Content starts

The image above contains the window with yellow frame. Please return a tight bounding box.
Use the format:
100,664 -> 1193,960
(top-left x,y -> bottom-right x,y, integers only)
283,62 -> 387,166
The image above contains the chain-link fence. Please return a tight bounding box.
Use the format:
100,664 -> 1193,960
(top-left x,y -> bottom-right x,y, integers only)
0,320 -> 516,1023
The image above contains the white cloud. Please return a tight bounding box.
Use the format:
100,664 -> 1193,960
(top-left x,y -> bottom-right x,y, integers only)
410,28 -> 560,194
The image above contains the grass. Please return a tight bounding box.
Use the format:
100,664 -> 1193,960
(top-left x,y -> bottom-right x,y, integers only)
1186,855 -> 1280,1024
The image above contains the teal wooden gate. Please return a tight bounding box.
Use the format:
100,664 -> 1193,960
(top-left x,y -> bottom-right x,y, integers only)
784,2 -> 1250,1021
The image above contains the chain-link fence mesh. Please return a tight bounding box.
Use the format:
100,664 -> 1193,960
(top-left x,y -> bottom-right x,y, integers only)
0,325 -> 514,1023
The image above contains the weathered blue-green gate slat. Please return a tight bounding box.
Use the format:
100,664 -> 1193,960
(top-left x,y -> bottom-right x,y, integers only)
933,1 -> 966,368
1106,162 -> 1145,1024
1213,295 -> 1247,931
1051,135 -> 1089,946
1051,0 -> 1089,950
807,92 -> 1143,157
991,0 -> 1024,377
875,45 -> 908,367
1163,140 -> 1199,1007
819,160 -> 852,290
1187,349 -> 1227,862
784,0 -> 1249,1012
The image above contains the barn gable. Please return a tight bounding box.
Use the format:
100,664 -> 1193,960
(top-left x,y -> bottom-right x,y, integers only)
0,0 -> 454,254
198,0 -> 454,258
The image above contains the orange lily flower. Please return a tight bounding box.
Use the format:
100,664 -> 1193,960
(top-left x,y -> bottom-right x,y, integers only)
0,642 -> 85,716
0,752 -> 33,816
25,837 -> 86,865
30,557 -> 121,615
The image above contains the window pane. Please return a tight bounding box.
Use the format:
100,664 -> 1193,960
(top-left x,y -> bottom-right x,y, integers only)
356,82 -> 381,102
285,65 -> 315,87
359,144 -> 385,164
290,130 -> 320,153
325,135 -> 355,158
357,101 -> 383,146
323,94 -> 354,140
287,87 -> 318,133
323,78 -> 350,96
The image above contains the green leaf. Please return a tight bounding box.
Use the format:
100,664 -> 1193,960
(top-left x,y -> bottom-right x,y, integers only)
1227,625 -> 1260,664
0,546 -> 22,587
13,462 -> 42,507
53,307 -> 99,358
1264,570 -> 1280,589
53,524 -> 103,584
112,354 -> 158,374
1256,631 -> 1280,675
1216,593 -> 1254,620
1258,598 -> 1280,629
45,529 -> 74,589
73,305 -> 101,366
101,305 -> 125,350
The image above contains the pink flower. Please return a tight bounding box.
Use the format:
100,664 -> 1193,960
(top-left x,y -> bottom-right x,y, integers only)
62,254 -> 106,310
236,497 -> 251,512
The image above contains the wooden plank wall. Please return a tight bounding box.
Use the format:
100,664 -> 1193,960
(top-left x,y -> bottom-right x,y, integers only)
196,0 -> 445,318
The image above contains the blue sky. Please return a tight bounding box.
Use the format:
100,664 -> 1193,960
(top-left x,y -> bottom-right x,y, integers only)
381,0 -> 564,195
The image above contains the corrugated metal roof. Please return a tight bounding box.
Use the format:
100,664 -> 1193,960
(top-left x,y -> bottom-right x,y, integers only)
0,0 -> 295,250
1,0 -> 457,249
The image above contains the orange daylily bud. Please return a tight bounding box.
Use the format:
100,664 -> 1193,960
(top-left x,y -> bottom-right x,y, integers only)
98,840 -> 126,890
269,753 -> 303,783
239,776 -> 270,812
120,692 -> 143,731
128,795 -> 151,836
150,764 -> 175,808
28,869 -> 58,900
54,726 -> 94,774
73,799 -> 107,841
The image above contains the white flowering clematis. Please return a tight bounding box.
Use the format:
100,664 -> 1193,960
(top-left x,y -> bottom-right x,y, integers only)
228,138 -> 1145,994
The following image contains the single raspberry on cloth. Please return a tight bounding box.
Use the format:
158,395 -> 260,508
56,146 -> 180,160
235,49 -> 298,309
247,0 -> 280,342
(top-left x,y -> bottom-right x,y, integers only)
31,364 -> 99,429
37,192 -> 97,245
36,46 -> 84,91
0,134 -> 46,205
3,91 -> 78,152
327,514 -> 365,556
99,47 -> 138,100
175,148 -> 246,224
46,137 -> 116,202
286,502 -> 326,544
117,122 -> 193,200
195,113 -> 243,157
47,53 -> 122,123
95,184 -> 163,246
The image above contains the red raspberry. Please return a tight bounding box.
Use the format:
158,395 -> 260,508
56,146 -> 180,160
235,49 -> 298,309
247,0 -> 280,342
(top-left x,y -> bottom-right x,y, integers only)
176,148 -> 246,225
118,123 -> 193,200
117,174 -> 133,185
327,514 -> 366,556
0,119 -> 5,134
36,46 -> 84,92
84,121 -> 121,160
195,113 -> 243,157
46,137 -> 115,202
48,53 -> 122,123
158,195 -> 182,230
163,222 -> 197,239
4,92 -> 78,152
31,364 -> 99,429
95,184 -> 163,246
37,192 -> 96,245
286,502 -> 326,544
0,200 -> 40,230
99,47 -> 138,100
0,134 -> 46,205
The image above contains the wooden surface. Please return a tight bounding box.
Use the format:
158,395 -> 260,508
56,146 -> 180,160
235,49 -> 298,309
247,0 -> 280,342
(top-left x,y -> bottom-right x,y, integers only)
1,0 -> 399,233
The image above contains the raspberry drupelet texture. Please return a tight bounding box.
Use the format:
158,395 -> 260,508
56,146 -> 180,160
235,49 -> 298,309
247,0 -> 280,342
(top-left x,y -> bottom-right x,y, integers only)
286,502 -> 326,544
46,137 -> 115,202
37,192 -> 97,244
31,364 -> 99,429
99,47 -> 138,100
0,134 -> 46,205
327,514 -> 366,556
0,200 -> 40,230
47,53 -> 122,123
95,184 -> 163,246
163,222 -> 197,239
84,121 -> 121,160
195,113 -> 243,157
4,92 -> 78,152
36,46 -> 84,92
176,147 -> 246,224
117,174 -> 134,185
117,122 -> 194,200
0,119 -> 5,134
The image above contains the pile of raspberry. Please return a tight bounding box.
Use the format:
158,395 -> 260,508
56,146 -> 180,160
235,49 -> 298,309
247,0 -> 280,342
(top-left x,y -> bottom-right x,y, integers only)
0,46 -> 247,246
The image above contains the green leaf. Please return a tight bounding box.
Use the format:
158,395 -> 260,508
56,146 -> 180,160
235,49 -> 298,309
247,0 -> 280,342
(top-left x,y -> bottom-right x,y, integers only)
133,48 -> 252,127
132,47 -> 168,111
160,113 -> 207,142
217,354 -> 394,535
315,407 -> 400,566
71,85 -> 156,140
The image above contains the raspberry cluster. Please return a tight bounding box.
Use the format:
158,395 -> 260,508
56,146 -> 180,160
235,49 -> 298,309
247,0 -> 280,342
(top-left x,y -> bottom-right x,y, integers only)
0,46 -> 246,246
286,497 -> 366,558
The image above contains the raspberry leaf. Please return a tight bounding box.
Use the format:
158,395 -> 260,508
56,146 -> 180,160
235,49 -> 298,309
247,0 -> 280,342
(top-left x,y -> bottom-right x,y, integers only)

Content ends

TASK
Provide a faithful, complete copy of the entries above.

WORKED SOLUTION
The image above contains the window with yellow frame. Please return a tight bounding box.
Use the format:
100,664 -> 1193,960
(top-left x,y -> bottom-right x,y, integers only)
283,62 -> 387,166
The image above contains the chain-link fence. Please return a tight bounding box.
Use the format:
100,664 -> 1193,960
(top-left x,y -> bottom-right x,y, integers only)
0,320 -> 516,1023
The image above contains the white cloud. Please return a tight bounding box.
Use the format:
100,664 -> 1193,960
(top-left x,y -> bottom-right x,y, integers only)
410,28 -> 560,194
The image above contains the grass. Please return a tight bounding box.
Use the format:
100,664 -> 1193,960
(top-left x,y -> bottom-right x,y, integers only)
1186,855 -> 1280,1024
The image above contains the teal wooden gate. Please return a tight bounding box.
Use the format:
100,664 -> 1193,960
(top-left x,y -> bottom-right x,y, integers only)
784,2 -> 1250,1021
The image above contains the chain-link fence mesh. Please return a tight bounding box.
Use the format:
100,664 -> 1193,960
(top-left x,y -> bottom-right x,y, integers only)
0,325 -> 514,1023
The image above contains the weathered blue-green gate slat. Please return a tight bounding box.
Use the format:
100,664 -> 1193,960
(top-left x,y -> bottom-right x,y, integers only)
933,1 -> 966,368
1106,162 -> 1145,1024
1213,295 -> 1247,931
1051,135 -> 1089,946
1051,0 -> 1089,950
807,92 -> 1143,157
991,0 -> 1024,377
875,45 -> 908,367
1163,140 -> 1199,1007
819,160 -> 852,290
1187,349 -> 1227,862
784,0 -> 1249,1012
The image above contains the barn gable. Please return a tight bounding box.
Use the format:
100,664 -> 1193,960
(top-left x,y -> bottom-right x,y, integers only)
0,0 -> 454,254
198,0 -> 454,258
The image above contains the orange lily flower. Please return a tight bounding box.
Use the format:
100,664 -> 1193,960
(top-left x,y -> bottom-right x,y, integers only)
0,642 -> 85,716
0,752 -> 33,816
25,837 -> 86,865
30,557 -> 121,615
The image above contains the window pane. Please return a tight bounding box.
Use the format:
100,664 -> 1193,960
(top-left x,y -> bottom-right x,y, integers only)
356,82 -> 381,102
285,65 -> 315,87
359,144 -> 385,164
290,130 -> 320,153
325,135 -> 355,158
357,101 -> 383,146
323,94 -> 354,140
287,87 -> 318,133
323,78 -> 350,96
The image above contains the green leaf. Please return a tight bounding box.
Use the format:
100,664 -> 1193,960
(top-left x,y -> bottom-right x,y, integers only)
1227,625 -> 1260,664
0,546 -> 22,587
13,462 -> 42,507
53,307 -> 99,358
1264,570 -> 1280,589
53,524 -> 103,584
112,354 -> 158,374
1256,631 -> 1280,675
1216,593 -> 1254,620
1258,598 -> 1280,629
45,529 -> 74,589
73,305 -> 101,366
101,305 -> 125,350
The image above contains the pink flower. Please return a tight bounding box.
Use the format:
100,664 -> 1193,960
(top-left x,y -> bottom-right x,y, integers only)
62,254 -> 106,310
236,497 -> 251,512
The image above contains the wooden plank wall. Please return a tight bounding box.
Use the format:
100,664 -> 1193,960
(top-left x,y -> bottom-right x,y, integers only)
196,0 -> 445,318
The image above contains the blue sky. Please return a tight bounding box.
Use the format:
100,664 -> 1193,960
(top-left x,y -> bottom-right x,y, integers only)
381,0 -> 564,195
The image above contains the corrugated metal roof. Please return a tight bounding box.
Use the format:
100,664 -> 1193,960
(top-left x,y -> bottom-right x,y, integers only)
0,0 -> 295,250
1,0 -> 457,249
The image above contains the orange daylily bud. Please return a tight bounding box.
Use the format:
100,664 -> 1193,960
(top-left x,y -> bottom-right x,y, integers only)
98,840 -> 126,890
269,753 -> 303,783
239,776 -> 270,812
120,692 -> 143,731
128,795 -> 151,836
150,764 -> 175,808
28,869 -> 58,900
54,726 -> 94,774
73,799 -> 107,841
The image above contains the white flowering clematis. Please return a tight bounding box.
Use the format:
100,664 -> 1193,960
(top-left x,y -> bottom-right x,y, integers only)
228,138 -> 1145,994
The following image contains the single raspberry on cloth. Please return a tight bounding box.
Use the format:
158,395 -> 260,508
56,146 -> 180,160
235,49 -> 298,309
247,0 -> 280,342
(top-left x,y -> bottom-right x,y, integers only)
31,364 -> 99,429
37,192 -> 97,245
36,46 -> 84,91
0,134 -> 46,205
3,91 -> 78,152
327,514 -> 365,556
99,47 -> 138,100
175,148 -> 246,224
46,137 -> 116,202
286,502 -> 326,544
117,122 -> 193,200
195,113 -> 243,157
47,53 -> 122,123
95,184 -> 163,246
The image above contains the red raspberry. Please return a tight bounding box.
Use the format:
158,395 -> 260,508
56,146 -> 180,160
235,49 -> 298,309
247,0 -> 280,342
(top-left x,y -> bottom-right x,y, integers only)
176,148 -> 246,225
118,123 -> 193,200
117,174 -> 133,185
327,514 -> 366,556
0,119 -> 5,134
36,46 -> 84,92
84,121 -> 121,160
195,113 -> 243,157
46,137 -> 115,202
48,53 -> 122,123
158,195 -> 182,230
163,222 -> 197,239
4,92 -> 78,152
31,364 -> 99,429
95,184 -> 163,246
37,192 -> 96,245
286,502 -> 326,544
0,200 -> 40,230
99,47 -> 138,100
0,134 -> 46,205
The image above contains the wooden surface. Please return a tight bounding box.
Use the format:
158,395 -> 260,508
56,146 -> 180,160
235,49 -> 298,309
247,0 -> 280,342
(top-left x,y -> bottom-right x,y, integers only)
1,0 -> 399,233
The image above contains the raspberry drupelet texture. Please return a tight bounding box.
Use the format:
158,395 -> 260,508
56,146 -> 180,160
235,49 -> 298,309
247,0 -> 280,342
(top-left x,y -> bottom-right x,y, integers only)
286,502 -> 326,544
46,137 -> 115,202
37,192 -> 97,244
31,364 -> 99,429
99,47 -> 138,100
0,134 -> 46,205
327,514 -> 366,556
0,200 -> 40,230
47,53 -> 122,123
95,184 -> 163,246
163,222 -> 197,239
84,121 -> 121,160
195,113 -> 243,157
4,92 -> 78,152
36,46 -> 84,92
176,147 -> 246,224
117,174 -> 134,185
117,122 -> 194,200
0,119 -> 5,134
The image above contains the pile of raspberry. Please return a tight bounding box.
Use the format:
158,395 -> 260,508
56,146 -> 180,160
235,49 -> 298,309
247,0 -> 280,342
(top-left x,y -> bottom-right x,y, integers only)
0,46 -> 247,246
The image above contains the green leaf. Please return a tight bounding box.
Use the format:
158,395 -> 260,508
56,146 -> 180,160
235,49 -> 298,309
247,0 -> 280,342
(top-left x,y -> bottom-right x,y, integers only)
133,48 -> 252,127
132,47 -> 168,111
160,113 -> 207,142
217,354 -> 394,535
315,407 -> 400,566
71,85 -> 156,140
The image above contains the raspberry cluster. Please return a tight bounding box.
Use the format:
158,395 -> 260,508
56,146 -> 180,160
235,49 -> 298,309
247,0 -> 280,342
(top-left x,y -> bottom-right x,y, integers only)
0,46 -> 246,246
286,497 -> 366,558
The image above contains the raspberry leaf. Please return a tight bounding box.
Use the format:
158,395 -> 260,508
56,146 -> 180,160
235,49 -> 298,309
247,0 -> 280,342
(top-left x,y -> bottom-right x,y, integers only)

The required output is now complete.